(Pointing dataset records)
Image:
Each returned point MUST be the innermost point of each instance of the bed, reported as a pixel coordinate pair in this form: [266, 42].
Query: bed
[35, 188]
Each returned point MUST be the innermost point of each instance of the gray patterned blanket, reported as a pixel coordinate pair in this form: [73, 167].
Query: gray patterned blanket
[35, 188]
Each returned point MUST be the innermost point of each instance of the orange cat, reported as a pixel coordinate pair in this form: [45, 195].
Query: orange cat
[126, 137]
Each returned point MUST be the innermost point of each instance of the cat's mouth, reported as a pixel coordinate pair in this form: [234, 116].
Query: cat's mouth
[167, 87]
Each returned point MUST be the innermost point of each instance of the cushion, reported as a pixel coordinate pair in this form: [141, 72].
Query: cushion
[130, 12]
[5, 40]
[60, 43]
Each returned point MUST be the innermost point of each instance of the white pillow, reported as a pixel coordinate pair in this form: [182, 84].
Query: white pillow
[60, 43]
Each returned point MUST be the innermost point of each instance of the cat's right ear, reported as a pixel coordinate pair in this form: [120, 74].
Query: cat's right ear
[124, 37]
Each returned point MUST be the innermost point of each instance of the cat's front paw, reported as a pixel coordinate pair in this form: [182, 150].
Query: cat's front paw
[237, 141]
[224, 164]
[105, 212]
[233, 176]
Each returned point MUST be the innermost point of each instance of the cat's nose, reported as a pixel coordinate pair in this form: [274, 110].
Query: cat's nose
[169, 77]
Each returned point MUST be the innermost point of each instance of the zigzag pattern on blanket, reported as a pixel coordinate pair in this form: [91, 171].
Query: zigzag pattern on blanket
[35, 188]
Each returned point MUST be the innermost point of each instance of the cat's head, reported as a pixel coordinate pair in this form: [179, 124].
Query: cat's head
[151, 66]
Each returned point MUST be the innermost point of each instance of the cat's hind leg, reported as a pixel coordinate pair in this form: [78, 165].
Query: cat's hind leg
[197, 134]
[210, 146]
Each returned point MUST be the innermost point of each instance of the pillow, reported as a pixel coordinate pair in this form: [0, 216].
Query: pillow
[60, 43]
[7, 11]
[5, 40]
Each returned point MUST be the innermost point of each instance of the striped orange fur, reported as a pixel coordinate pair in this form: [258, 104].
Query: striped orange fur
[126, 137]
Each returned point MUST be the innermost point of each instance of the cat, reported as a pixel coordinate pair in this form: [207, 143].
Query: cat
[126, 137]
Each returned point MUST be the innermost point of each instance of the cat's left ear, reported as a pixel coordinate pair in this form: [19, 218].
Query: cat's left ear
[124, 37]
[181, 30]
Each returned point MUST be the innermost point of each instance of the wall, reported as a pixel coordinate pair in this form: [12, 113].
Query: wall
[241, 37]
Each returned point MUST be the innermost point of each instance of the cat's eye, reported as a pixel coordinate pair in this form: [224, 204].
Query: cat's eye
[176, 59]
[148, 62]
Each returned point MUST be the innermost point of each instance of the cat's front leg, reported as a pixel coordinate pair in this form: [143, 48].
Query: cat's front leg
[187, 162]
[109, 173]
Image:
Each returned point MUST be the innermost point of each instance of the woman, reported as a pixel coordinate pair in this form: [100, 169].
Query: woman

- Work to be completed
Starting at the line that contains "form: [258, 104].", quote each remaining line of the entries above, unchanged.

- Response below
Each returned point MUST be the innermost point of each instance of the striped orange fur, reported as a pixel coordinate pair in this form: [258, 104].
Query: striped orange fur
[126, 137]
Each returned point MUST be the innermost point of each instance of the cat, reported as a pixel coordinate pair in this form: [207, 143].
Query: cat
[126, 137]
Each returned point MUST be the innermost point of each instance of the cat's left ear, reported as a pixel coordinate pair in this form: [19, 218].
Query: cat's left ear
[124, 37]
[181, 30]
Each returned point MUST be the innermost point of each instance of the wall, reported as a pixel coordinate pair in this form: [12, 113].
Query: wall
[241, 37]
Each returned point MUST be the innermost point of each instance of the cat's eye, reported as a pixel coordinate pair in this form: [224, 204].
Query: cat's eye
[176, 59]
[148, 62]
Each returned point MUST be the innermost point of each instance of the cat's front leg, reported as a pixel coordinate pair in this form: [143, 48].
Query: cat's front leg
[187, 162]
[109, 173]
Image:
Each returned point MUST be the innermost point of each instance of the woman, reported as a pixel coordinate pair in this form: [100, 169].
Query: woman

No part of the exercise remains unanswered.